Exercise objective — Report every line below that holds the word "building".

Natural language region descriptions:
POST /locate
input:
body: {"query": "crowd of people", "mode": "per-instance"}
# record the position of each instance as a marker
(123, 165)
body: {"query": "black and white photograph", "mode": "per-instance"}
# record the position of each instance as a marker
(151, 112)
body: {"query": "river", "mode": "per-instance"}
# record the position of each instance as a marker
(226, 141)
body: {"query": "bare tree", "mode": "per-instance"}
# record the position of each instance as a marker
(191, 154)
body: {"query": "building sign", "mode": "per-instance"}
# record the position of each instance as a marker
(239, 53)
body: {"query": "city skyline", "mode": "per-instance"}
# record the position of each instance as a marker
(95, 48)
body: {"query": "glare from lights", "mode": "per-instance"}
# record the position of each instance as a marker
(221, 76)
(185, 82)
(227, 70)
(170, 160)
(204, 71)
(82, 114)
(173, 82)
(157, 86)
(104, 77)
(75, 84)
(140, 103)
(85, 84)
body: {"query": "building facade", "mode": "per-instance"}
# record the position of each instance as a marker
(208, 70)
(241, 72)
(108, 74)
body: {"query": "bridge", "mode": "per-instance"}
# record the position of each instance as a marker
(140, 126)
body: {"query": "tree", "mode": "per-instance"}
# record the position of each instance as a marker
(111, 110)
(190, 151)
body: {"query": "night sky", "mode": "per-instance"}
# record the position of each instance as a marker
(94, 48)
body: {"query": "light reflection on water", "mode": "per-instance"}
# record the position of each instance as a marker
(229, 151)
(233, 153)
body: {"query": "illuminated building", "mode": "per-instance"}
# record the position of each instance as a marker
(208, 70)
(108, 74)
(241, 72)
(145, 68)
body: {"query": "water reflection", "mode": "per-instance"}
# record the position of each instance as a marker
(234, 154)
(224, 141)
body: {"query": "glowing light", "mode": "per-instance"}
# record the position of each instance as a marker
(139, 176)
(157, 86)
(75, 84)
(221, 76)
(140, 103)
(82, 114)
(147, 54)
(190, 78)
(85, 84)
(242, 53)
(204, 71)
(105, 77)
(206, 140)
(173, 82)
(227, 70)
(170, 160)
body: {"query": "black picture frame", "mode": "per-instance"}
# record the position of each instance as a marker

Written solution —
body: {"query": "building sign", "mode": "per-instance"}
body: {"query": "building facade", "mode": "per-instance"}
body: {"query": "illuminated building", "mode": "per-instance"}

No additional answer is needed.